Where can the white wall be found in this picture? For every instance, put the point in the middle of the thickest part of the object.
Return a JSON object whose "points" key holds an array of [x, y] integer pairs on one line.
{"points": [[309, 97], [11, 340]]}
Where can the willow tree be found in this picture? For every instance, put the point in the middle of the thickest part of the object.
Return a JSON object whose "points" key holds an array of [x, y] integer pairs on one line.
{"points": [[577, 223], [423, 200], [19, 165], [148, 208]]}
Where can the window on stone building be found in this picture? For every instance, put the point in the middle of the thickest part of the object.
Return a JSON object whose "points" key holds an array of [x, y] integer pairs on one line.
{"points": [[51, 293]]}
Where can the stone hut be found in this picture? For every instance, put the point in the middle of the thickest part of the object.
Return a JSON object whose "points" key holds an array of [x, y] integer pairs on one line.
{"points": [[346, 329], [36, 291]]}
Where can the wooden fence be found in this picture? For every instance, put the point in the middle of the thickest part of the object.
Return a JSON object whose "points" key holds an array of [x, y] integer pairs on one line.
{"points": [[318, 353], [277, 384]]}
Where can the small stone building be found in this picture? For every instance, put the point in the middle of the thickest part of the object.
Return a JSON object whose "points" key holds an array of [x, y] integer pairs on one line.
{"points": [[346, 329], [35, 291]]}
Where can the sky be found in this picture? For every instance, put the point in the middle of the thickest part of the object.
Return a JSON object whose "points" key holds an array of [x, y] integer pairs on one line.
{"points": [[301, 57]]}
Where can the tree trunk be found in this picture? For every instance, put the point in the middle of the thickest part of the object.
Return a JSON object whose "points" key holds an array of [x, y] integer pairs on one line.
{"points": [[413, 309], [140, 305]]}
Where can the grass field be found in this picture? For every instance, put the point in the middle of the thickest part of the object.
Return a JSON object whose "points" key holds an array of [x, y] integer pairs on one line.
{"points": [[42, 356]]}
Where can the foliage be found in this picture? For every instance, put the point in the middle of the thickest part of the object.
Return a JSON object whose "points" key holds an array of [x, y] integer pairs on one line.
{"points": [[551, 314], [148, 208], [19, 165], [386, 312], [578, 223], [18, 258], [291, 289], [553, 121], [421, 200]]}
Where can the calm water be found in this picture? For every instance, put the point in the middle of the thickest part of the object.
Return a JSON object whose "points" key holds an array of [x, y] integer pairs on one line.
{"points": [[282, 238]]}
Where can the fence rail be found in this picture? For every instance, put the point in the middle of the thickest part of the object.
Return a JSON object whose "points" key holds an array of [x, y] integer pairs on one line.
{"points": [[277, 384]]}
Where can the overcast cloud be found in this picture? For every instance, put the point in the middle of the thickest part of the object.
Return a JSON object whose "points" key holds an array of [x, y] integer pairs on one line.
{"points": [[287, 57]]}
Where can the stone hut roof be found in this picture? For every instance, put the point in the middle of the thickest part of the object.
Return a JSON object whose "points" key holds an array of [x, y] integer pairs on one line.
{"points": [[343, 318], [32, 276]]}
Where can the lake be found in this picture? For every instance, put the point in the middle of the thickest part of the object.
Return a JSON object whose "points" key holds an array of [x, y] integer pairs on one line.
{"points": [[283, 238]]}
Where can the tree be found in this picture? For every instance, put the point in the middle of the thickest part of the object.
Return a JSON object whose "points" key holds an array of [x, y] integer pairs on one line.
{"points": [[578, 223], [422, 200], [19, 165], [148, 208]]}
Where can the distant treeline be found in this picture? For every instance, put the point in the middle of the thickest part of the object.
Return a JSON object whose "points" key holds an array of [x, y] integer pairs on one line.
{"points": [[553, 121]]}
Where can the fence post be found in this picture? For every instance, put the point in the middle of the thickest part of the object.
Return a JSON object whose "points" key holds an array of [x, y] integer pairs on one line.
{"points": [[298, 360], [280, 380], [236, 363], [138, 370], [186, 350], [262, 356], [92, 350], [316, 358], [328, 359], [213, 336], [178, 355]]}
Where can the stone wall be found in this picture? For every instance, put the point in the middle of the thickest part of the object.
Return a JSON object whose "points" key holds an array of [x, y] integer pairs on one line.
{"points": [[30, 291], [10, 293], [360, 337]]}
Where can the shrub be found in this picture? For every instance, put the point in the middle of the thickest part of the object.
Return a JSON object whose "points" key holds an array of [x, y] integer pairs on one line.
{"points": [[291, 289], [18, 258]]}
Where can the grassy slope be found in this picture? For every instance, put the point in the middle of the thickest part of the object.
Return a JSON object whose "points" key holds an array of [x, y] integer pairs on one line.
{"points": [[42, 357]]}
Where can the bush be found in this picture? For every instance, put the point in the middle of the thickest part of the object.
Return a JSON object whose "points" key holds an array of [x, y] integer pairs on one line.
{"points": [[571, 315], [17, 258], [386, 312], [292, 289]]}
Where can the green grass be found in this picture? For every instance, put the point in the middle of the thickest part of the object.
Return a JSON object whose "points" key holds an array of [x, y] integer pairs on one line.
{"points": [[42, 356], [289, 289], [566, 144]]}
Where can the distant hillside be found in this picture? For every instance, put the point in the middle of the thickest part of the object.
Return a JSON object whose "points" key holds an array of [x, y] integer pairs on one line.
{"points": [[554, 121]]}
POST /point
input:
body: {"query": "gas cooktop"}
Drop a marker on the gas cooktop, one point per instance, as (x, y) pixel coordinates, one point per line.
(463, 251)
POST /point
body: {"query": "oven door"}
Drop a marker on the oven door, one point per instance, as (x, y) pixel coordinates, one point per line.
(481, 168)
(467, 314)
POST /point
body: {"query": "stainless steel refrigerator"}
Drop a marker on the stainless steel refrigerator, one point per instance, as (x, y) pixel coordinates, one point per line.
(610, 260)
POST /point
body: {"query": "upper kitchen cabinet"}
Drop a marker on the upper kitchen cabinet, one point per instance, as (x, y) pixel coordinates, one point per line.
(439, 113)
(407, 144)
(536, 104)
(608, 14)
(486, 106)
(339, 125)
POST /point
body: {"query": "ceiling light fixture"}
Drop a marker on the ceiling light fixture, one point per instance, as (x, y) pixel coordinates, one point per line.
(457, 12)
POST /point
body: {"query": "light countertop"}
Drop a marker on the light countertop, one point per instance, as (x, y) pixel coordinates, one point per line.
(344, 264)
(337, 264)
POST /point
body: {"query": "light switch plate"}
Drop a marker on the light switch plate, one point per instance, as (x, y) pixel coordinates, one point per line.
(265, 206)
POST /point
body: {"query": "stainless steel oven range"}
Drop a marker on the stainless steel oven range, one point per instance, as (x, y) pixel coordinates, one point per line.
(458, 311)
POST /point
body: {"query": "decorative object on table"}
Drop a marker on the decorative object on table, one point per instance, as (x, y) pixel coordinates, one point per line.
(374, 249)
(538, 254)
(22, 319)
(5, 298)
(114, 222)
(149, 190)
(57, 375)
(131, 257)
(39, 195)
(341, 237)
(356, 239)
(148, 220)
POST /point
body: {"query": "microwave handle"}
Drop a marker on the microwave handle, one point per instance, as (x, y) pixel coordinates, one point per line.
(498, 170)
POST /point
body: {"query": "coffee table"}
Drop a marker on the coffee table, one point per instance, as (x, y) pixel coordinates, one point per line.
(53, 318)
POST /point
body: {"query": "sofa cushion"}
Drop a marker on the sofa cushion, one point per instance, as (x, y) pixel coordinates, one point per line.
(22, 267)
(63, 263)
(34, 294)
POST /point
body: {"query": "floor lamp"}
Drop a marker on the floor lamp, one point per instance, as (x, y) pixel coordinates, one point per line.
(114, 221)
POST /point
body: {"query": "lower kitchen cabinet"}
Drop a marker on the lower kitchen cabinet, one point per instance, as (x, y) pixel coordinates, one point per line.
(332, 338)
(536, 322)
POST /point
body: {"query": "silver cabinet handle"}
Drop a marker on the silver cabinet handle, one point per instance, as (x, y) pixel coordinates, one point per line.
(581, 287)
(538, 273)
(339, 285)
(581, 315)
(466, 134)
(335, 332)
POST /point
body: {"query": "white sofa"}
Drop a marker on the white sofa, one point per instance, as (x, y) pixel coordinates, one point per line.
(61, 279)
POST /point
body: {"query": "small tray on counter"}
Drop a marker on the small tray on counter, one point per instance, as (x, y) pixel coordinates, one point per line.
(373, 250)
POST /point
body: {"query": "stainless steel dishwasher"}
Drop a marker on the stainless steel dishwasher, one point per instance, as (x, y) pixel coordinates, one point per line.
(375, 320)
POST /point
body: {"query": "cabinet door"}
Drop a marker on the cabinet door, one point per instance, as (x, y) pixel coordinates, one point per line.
----------
[Action item]: Restate verbatim the first line above and all lines after it through the line containing "Where can the willow"; omit the rest.

[Answer space]:
Where can the white wall be found in this picture? For every instance, put the point in the middle of the thickest part of the object.
Return a JSON object whose "points" key holds an array of [x, y] integer pairs on one line.
{"points": [[309, 97], [11, 340]]}
Where can the willow tree be found in this picture? For every instance, put the point in the middle of the thickest part of the object.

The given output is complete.